Provided information:
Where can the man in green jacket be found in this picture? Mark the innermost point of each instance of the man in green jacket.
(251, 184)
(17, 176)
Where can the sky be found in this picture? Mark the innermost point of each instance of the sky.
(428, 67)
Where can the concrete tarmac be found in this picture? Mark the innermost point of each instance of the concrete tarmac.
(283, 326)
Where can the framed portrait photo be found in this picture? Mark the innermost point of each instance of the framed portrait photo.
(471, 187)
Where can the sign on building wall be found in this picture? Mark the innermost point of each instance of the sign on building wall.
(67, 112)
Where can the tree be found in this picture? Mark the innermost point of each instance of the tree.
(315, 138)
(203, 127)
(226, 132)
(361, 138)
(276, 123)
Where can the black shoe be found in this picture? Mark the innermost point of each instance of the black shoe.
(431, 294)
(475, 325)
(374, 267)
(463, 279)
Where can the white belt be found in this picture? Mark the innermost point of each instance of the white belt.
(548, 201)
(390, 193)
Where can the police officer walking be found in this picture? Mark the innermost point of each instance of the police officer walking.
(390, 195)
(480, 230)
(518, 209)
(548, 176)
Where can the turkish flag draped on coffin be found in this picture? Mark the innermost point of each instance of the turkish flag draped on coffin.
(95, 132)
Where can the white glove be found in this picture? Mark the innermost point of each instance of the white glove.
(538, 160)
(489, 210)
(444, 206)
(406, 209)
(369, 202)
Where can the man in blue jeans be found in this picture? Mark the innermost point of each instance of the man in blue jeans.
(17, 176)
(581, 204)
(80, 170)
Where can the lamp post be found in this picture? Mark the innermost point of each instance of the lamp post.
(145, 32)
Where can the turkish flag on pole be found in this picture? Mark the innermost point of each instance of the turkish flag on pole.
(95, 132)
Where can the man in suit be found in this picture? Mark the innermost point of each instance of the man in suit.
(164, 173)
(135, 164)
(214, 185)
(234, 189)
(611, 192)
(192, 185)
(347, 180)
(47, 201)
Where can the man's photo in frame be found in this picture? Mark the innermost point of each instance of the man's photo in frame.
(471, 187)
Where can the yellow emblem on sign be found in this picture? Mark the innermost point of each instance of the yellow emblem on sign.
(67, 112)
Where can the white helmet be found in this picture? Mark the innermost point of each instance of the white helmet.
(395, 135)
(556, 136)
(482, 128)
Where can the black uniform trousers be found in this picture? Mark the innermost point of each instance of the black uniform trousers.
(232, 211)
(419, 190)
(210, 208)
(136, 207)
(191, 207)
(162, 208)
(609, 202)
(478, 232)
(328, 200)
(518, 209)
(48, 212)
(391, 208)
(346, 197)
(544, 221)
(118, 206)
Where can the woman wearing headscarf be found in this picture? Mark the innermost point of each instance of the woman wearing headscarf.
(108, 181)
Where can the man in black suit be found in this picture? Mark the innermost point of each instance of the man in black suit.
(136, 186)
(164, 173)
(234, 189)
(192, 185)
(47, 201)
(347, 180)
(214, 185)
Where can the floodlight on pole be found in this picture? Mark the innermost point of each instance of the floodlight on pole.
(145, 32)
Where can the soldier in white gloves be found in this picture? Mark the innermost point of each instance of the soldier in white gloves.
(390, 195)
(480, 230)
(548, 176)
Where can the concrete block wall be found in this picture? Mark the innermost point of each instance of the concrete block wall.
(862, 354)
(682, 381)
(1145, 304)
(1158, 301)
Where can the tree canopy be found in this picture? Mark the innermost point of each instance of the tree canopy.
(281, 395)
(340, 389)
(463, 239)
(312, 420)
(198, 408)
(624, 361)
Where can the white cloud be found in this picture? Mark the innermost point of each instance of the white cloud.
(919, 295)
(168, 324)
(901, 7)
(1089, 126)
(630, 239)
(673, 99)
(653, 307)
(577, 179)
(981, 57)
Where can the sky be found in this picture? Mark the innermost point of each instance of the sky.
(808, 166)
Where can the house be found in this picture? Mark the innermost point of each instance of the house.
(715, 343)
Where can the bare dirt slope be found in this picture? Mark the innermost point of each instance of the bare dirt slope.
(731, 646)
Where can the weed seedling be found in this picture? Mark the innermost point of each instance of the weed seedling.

How to complete this task:
The entries listed above are to be output exactly. Leave none out.

Expected output:
Where can the man in green jacket be found in this picture? Mark the innermost point of each instance of the man in green jacket.
(251, 184)
(17, 176)
Where can the sky be found in this picture? Mark the innermost point of each instance of the sky.
(428, 67)
Where can the concrete tarmac be found in this picture? Mark the innermost point of each instance of the concrete tarmac.
(283, 326)
Where can the framed portrait photo be found in this picture? Mark the innermost point of each instance of the framed portrait photo.
(471, 187)
Where can the sign on building wall be found in this picture? Mark the innermost point of each instance of the sign on building wall.
(67, 112)
Where can the tree be found in this picture? Mark the innermost point of each instance of the tree.
(315, 138)
(203, 127)
(226, 132)
(361, 138)
(276, 123)
Where can the black shoe be found in this picture? Mark the innermost point of each instance of the black shoe.
(431, 294)
(475, 325)
(374, 267)
(463, 279)
Where can the white belt be found in this picture? Mark the innermost point of each instance of the white belt.
(548, 201)
(390, 193)
Where can the police officer walking be found in this picture? Mark the innermost point of each instance of the police officer walking.
(390, 195)
(480, 230)
(518, 209)
(548, 176)
Where can the turkish flag draped on coffin be found in this picture? Mark the innermost point of each instance of the turkish flag draped on coffin.
(95, 132)
Where can the white glove be found in this picture? Mark the innermost point of each instance of the white glove.
(538, 160)
(489, 210)
(444, 206)
(406, 209)
(369, 202)
Where can the man in blue jeans be found in this picture? Mark the innermost point of each instance of the man in blue jeans.
(17, 176)
(581, 204)
(80, 170)
Where can the lamp post be found in this picture? Mark the innermost point of each instance of the lamp post.
(145, 32)
Where can the turkish flag on pole be found in this picture? Mark the innermost point of each instance of the turkish flag on pole.
(95, 132)
Where can the man in suit be found in this picture? Mark the innermost point of each instance of the man in suit.
(164, 173)
(135, 164)
(214, 185)
(234, 189)
(611, 192)
(192, 185)
(347, 180)
(47, 201)
Where can the man's photo in frame be found in this picture? Mark the innermost point of each instance of the man's photo in frame.
(471, 187)
Where can the yellow emblem on sign be found in this picture? Mark the innermost point of each instance of the yellow emblem on sign.
(67, 112)
Where can the white helmet be found in this picture? Mark the innermost point of each instance of the white helmet.
(395, 135)
(556, 136)
(482, 128)
Where can the black uniform trousers be found in this picture? Mark the innermost point of each instance of the black uniform trousers.
(232, 211)
(419, 190)
(210, 208)
(136, 207)
(191, 207)
(162, 208)
(609, 202)
(478, 232)
(328, 200)
(518, 209)
(48, 212)
(391, 208)
(346, 197)
(544, 221)
(118, 206)
Where can the woman wearing headscarf be found in this picture? Mark the innermost point of each instance of the woman wearing headscarf.
(108, 181)
Where can the man in black suit be found in this picture? Mark the innermost point of each instance of the man in black suit.
(136, 186)
(164, 173)
(234, 189)
(192, 185)
(47, 201)
(347, 180)
(214, 185)
Where can the floodlight on pole be found in this picture? Mark the innermost point of each instance of the floodlight on pole.
(145, 32)
Where can the soldier in white gloves be found in this picture? Mark the innermost point of each instance of the soldier in white gloves.
(390, 195)
(480, 230)
(548, 176)
Where can the concrete block wall be found in this picture? Mark the innermost point of each instance of the concrete block wall.
(862, 354)
(682, 381)
(1145, 304)
(1158, 301)
Where can the tree canopy be found in this picture? Mark the innermost point of each instance of the tree canopy.
(281, 395)
(340, 389)
(463, 239)
(312, 420)
(198, 408)
(624, 361)
Where can the white cloud be found in this picture? Mark the innermost point of each instance of the white cloud.
(919, 295)
(168, 324)
(901, 7)
(1089, 126)
(630, 239)
(673, 99)
(653, 307)
(577, 179)
(981, 57)
Where can the sky be found in this picture? Mark the innermost point of each instance of the sky.
(808, 166)
Where can the house be found in this picture? Mark the innermost point of each instance of the house.
(715, 343)
Where can the bare dirt slope be found in this picture? Mark the innermost point of each instance of the bare dirt slope.
(731, 646)
Where can the weed seedling be found in this picture? Mark the innermost point of each instance of the weed seedling.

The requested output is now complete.